— Directions for this task —
Please repeat, exactly as written, the line containing "find stone pillar" and every line after it through the end of the records below.

Data for analysis Block Start

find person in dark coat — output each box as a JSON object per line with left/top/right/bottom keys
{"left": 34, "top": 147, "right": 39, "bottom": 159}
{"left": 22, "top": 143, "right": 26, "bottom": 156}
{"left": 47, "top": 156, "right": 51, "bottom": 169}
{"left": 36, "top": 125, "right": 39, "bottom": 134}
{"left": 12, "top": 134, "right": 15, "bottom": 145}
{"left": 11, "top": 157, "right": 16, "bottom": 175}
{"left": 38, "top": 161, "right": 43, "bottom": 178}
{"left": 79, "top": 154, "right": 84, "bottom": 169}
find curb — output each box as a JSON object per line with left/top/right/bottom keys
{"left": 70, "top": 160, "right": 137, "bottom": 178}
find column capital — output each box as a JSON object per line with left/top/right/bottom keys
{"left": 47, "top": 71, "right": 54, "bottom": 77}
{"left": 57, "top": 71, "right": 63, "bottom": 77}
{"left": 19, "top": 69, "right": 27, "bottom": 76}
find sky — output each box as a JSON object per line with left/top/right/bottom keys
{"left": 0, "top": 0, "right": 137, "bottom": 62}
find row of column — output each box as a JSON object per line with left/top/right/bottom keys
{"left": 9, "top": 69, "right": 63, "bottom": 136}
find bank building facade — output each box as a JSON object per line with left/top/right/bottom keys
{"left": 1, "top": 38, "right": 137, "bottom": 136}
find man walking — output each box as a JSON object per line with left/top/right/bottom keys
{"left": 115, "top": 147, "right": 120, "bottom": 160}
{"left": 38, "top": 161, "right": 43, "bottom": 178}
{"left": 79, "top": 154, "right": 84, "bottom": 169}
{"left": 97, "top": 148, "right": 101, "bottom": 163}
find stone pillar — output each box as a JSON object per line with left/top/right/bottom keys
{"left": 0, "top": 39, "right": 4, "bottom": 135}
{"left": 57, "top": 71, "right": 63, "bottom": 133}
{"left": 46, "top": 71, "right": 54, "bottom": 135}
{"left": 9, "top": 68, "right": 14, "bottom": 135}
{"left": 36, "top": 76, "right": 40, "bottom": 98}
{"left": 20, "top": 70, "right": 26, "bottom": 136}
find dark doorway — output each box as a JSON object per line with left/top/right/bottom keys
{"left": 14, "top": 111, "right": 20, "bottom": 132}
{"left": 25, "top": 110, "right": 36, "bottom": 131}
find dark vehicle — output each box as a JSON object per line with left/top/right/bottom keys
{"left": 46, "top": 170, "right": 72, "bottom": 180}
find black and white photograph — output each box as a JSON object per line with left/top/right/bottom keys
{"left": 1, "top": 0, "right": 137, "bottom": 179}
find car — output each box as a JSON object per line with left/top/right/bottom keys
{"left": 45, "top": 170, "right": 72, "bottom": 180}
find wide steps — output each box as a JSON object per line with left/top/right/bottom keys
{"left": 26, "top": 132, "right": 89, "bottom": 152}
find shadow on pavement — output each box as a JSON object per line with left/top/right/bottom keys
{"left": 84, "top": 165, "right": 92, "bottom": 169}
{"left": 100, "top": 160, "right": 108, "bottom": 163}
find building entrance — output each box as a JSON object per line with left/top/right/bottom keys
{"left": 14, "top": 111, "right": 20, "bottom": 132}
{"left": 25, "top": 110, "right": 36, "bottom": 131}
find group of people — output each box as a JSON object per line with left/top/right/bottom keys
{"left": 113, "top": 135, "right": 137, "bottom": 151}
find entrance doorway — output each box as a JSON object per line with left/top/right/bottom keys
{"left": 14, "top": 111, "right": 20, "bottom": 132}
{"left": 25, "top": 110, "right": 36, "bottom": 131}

Data for analysis Block End

— Task output —
find stone pillar — output each box as a JSON object per line with left/top/right/bottom keys
{"left": 0, "top": 39, "right": 4, "bottom": 135}
{"left": 57, "top": 71, "right": 63, "bottom": 133}
{"left": 46, "top": 71, "right": 54, "bottom": 135}
{"left": 9, "top": 68, "right": 14, "bottom": 135}
{"left": 36, "top": 76, "right": 40, "bottom": 98}
{"left": 20, "top": 70, "right": 26, "bottom": 136}
find dark doorway — output each box as a JSON object per line with left/top/right/bottom keys
{"left": 14, "top": 111, "right": 20, "bottom": 132}
{"left": 25, "top": 110, "right": 36, "bottom": 131}
find dark vehicle — output each box as a JSON object per line with left/top/right/bottom keys
{"left": 46, "top": 170, "right": 72, "bottom": 180}
find black and white photograph — output each box as a JSON object per line with left/top/right/bottom keys
{"left": 1, "top": 0, "right": 137, "bottom": 179}
find car — output each box as a JSON object per line with left/top/right/bottom keys
{"left": 45, "top": 170, "right": 72, "bottom": 180}
find wide steps — output each box as a JSON object per line with left/top/right/bottom keys
{"left": 26, "top": 132, "right": 89, "bottom": 152}
find shadow on pavement — output each box as a JSON object per line with left/top/right/bottom keys
{"left": 84, "top": 165, "right": 92, "bottom": 169}
{"left": 100, "top": 160, "right": 108, "bottom": 163}
find building entrance — output each box as a JSON object per line with left/top/right/bottom keys
{"left": 14, "top": 111, "right": 20, "bottom": 132}
{"left": 25, "top": 110, "right": 36, "bottom": 131}
find group of people — output each box as a JSON object per line with left/top/right/bottom keys
{"left": 113, "top": 135, "right": 137, "bottom": 151}
find entrance doorway — output each box as a JSON object per line with left/top/right/bottom keys
{"left": 14, "top": 111, "right": 20, "bottom": 132}
{"left": 25, "top": 110, "right": 36, "bottom": 131}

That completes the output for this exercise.